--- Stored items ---
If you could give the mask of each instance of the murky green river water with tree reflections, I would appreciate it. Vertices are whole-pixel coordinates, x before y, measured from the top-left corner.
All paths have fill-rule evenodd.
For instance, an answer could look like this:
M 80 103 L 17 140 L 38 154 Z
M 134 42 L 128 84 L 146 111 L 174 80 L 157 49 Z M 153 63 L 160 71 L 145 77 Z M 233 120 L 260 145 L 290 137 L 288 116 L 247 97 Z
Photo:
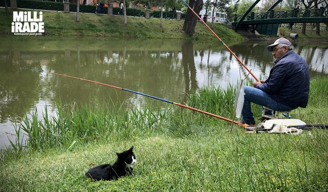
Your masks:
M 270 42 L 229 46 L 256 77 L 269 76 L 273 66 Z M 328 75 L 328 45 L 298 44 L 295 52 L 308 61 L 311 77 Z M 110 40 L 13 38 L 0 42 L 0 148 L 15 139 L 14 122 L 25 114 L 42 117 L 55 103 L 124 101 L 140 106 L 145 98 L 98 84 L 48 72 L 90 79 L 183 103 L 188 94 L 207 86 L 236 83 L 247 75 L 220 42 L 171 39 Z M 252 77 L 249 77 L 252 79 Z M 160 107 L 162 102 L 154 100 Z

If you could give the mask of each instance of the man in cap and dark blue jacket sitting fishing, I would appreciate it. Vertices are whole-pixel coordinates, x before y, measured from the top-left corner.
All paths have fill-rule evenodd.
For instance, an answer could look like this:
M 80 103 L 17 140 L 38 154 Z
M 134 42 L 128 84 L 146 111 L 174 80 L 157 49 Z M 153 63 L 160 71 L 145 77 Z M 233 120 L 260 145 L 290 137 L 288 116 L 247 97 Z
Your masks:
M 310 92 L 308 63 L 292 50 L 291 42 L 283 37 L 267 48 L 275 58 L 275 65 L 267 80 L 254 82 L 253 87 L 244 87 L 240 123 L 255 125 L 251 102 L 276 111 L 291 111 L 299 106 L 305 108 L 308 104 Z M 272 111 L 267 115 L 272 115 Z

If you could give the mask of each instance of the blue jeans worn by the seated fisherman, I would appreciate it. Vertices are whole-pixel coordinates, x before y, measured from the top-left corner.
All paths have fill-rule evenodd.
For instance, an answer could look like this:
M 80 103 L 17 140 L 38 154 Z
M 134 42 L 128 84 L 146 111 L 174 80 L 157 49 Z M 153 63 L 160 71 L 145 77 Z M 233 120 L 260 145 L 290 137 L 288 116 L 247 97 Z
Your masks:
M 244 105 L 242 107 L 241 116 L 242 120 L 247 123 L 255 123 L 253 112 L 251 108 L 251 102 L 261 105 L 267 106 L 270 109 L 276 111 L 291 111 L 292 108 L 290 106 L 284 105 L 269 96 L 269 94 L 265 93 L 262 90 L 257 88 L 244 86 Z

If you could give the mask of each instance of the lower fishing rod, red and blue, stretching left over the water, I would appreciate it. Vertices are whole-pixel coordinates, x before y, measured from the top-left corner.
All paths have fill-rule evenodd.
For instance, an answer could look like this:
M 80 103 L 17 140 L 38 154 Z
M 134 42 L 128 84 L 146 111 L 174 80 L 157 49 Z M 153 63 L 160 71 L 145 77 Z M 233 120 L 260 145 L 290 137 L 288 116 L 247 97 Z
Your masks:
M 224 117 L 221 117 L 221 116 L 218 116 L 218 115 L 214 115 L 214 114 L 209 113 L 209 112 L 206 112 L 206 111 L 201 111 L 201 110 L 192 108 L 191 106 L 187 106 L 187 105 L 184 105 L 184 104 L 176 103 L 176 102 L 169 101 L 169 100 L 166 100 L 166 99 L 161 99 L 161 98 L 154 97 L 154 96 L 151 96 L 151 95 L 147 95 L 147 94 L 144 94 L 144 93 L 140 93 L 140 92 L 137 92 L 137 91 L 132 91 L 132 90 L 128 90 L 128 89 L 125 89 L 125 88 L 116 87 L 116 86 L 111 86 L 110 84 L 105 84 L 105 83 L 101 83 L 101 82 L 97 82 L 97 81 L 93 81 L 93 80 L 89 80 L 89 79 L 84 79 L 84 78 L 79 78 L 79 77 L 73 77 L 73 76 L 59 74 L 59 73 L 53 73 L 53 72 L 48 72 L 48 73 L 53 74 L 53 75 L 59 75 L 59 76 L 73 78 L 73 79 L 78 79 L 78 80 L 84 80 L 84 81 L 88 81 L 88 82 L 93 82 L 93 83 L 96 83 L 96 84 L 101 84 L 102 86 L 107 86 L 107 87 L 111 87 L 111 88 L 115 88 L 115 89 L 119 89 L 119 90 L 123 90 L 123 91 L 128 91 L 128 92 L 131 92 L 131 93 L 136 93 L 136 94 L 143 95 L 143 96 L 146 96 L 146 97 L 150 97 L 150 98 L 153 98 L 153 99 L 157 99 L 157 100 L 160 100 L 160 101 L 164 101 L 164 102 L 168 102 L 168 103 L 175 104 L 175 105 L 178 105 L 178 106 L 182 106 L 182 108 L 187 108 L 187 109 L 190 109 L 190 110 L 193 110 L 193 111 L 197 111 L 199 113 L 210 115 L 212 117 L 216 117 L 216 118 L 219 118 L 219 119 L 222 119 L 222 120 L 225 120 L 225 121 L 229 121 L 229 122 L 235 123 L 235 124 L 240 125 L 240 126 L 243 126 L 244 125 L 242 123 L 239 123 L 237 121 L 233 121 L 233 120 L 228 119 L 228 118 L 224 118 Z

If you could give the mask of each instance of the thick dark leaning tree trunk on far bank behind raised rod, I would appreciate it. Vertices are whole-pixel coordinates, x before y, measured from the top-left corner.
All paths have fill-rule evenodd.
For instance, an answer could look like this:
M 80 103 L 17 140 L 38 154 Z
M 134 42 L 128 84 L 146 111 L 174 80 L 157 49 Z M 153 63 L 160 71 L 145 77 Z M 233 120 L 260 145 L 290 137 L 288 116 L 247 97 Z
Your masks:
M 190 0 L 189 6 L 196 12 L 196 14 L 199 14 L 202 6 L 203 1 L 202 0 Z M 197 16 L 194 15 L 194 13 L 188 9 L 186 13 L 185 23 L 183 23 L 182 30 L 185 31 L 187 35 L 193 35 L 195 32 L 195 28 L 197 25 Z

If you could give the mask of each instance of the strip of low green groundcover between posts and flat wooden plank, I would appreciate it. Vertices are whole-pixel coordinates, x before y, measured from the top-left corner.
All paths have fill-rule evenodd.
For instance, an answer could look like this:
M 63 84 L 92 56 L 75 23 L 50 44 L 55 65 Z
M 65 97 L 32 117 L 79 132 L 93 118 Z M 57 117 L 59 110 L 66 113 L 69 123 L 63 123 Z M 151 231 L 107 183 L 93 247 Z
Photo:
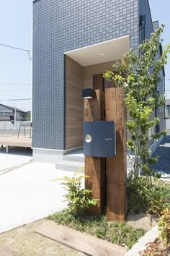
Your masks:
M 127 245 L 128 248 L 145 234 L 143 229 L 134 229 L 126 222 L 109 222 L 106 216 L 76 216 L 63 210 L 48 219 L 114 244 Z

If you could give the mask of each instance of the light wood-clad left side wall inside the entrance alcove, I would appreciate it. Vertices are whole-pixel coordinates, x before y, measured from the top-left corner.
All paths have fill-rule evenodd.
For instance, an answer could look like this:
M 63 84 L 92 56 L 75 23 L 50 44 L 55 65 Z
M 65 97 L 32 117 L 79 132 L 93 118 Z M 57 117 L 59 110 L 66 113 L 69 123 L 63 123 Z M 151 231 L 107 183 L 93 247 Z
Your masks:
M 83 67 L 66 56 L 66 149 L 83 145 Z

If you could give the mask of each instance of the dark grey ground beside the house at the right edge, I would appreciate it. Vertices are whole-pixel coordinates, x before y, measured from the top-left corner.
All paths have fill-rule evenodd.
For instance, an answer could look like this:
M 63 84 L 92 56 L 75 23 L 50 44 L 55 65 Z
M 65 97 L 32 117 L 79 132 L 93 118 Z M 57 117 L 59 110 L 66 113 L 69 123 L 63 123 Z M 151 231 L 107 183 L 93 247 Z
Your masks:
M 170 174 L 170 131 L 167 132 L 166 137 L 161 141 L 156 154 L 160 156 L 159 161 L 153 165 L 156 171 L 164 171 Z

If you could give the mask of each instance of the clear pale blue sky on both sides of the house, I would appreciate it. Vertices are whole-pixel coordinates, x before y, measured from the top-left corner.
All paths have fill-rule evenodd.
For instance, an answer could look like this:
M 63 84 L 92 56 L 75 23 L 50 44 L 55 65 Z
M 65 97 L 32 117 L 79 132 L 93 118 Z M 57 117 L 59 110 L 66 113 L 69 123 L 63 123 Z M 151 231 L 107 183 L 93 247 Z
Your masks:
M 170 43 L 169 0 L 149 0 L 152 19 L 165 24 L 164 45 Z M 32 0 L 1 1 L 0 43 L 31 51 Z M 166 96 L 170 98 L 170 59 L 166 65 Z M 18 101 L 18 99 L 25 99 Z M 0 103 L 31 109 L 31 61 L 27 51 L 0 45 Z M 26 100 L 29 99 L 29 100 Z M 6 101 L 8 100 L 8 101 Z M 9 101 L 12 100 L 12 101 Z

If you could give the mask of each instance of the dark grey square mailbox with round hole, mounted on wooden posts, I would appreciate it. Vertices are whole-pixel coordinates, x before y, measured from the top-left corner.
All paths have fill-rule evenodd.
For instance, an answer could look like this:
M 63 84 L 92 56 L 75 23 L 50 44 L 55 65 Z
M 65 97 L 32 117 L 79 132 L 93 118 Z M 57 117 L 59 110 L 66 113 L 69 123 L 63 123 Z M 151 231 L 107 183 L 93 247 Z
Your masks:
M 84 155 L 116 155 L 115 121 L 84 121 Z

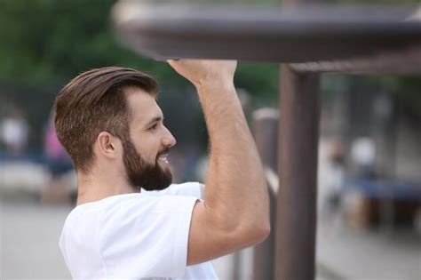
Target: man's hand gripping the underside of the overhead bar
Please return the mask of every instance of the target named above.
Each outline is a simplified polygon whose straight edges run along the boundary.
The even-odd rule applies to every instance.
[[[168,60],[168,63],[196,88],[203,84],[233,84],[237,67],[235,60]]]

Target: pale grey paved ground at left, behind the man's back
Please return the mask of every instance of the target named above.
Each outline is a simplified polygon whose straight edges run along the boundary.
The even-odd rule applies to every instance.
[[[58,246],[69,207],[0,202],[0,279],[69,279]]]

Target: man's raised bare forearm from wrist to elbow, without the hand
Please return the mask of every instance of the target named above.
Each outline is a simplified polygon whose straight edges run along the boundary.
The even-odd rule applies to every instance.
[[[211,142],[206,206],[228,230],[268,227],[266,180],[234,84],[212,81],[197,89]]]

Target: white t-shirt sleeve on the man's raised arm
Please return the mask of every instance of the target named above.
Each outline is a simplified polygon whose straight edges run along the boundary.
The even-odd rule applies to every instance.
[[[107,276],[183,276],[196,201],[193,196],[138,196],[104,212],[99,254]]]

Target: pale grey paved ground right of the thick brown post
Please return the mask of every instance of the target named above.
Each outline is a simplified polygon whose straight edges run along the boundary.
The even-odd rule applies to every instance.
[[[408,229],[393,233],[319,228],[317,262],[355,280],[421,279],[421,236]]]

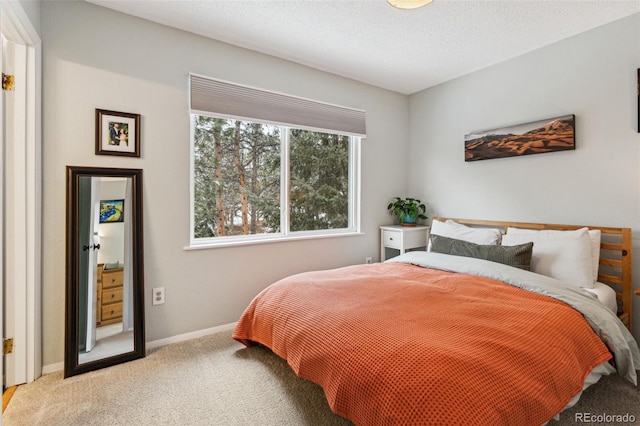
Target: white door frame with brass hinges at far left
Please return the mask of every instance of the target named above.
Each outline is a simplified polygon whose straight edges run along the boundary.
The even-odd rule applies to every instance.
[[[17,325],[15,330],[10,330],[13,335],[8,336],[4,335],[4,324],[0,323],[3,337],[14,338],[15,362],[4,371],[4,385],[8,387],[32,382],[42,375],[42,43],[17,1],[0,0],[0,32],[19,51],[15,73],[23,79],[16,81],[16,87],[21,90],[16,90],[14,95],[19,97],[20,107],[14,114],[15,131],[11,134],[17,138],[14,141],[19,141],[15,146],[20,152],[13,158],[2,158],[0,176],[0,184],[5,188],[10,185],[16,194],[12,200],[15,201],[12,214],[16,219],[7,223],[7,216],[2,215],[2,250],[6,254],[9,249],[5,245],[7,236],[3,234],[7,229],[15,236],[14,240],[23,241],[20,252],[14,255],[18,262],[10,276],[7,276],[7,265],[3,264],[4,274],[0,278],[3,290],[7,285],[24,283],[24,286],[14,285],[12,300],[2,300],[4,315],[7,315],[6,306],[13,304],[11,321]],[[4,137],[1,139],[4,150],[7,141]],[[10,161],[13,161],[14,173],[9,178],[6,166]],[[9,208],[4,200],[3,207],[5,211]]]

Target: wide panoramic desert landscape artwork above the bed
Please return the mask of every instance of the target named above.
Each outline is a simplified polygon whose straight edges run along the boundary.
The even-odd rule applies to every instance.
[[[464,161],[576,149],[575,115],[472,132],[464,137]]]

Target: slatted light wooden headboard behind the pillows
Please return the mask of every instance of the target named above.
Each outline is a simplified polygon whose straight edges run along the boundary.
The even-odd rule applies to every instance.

--- PROBLEM TO WORK ON ---
Your response should be made up of the lines in the data that contain the word "thick".

--- ANSWER SPACE ---
If you could give the mask of each instance of the thick dark leaning tree trunk on far bank behind raised rod, I would appreciate it. Vertices are whole-pixel coordinates, x before y, measured from the top-left corner.
Target: pale grey paved ground right of the thick brown post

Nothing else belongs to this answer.